PROBLEM STATEMENT
How many of the lines below contain the string "vest", matching case exactly? Reply with the number alone.

** begin **

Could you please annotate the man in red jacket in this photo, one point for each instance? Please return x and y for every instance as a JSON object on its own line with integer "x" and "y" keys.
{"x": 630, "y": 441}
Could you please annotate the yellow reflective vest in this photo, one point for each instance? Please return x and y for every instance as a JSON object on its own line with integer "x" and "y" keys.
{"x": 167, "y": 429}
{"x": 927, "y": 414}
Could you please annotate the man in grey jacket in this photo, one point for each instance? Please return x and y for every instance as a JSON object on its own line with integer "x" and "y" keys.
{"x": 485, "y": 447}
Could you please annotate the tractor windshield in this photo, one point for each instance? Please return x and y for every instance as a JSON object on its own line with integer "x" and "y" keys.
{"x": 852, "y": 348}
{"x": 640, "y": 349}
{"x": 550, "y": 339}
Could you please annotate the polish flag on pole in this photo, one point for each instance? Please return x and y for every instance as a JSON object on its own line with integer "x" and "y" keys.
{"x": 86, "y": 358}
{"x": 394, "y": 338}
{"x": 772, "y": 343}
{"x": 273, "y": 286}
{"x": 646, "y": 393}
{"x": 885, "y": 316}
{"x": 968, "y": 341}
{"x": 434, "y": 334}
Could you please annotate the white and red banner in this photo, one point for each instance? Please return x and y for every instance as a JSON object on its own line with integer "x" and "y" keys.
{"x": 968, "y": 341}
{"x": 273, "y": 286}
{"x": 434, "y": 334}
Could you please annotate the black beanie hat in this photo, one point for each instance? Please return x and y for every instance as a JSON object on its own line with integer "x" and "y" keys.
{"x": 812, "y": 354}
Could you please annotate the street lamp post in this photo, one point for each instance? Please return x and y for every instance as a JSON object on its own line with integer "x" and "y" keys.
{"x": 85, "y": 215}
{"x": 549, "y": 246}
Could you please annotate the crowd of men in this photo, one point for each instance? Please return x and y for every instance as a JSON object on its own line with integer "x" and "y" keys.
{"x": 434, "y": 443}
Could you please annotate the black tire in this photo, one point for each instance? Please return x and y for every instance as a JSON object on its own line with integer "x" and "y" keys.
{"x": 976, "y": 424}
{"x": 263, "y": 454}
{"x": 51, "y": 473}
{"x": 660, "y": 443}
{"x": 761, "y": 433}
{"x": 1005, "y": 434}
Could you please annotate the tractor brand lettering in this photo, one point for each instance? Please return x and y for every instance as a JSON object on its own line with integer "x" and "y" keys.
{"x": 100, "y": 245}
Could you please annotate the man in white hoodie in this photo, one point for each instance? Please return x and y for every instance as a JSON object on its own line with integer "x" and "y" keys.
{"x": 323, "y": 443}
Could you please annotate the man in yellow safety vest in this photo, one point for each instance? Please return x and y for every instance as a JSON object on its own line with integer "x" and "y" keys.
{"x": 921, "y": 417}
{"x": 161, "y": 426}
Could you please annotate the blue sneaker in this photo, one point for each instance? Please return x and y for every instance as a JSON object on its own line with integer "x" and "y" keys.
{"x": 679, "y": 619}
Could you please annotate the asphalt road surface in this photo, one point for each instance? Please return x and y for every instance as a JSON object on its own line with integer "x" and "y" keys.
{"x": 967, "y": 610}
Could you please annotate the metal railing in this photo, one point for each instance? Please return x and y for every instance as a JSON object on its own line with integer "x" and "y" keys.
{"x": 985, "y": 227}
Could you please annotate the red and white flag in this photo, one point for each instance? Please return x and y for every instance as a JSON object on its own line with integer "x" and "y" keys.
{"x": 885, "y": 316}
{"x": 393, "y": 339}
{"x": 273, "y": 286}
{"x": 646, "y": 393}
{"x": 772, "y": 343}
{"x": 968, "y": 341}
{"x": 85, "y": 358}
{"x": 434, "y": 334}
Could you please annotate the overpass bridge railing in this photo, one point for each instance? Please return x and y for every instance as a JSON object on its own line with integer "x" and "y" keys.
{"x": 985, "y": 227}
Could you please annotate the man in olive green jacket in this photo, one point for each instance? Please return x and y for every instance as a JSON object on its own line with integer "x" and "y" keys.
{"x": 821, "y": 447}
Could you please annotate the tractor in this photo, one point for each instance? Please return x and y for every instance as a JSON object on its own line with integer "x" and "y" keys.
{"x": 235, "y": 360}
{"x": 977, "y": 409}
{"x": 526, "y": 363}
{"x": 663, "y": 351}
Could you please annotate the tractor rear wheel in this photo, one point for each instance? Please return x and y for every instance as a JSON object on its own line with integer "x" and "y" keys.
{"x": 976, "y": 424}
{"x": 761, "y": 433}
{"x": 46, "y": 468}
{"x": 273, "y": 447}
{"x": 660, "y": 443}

** end **
** begin **

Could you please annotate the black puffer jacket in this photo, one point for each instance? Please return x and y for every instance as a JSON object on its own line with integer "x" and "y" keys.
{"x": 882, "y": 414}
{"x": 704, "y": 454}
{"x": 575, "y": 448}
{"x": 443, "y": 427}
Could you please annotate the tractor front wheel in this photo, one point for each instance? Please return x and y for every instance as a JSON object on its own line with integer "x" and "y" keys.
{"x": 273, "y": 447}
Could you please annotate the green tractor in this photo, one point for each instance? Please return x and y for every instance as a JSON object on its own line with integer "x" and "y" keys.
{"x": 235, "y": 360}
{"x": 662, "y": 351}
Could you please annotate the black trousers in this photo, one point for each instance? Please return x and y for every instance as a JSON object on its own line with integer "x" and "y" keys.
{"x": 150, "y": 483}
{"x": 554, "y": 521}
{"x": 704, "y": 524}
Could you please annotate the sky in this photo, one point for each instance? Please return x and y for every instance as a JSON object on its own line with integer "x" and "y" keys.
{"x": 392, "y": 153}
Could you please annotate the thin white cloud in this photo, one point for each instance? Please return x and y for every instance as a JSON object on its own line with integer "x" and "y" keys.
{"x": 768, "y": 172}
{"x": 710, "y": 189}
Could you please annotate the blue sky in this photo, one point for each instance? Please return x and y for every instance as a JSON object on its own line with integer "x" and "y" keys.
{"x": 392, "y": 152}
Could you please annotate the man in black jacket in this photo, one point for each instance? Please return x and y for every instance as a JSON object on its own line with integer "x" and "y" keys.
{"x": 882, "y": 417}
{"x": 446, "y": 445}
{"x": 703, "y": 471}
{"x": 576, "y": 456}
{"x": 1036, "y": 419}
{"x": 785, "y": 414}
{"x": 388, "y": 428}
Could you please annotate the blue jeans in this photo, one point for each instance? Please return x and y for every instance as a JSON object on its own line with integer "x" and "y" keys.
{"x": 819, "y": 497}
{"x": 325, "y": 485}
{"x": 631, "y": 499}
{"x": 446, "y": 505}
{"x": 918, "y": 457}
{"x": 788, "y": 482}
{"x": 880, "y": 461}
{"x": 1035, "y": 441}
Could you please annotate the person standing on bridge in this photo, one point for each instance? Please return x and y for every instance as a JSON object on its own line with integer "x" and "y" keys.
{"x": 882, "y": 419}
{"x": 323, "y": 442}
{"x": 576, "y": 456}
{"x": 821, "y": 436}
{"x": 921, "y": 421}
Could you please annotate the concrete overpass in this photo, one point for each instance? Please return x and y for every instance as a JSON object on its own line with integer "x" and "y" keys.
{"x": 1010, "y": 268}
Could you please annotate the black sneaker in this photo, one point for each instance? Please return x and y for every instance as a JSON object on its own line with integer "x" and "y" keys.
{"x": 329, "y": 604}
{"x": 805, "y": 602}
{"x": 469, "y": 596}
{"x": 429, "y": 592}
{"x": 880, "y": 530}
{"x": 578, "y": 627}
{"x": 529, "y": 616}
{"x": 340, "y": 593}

** end **

PROBLEM SOLUTION
2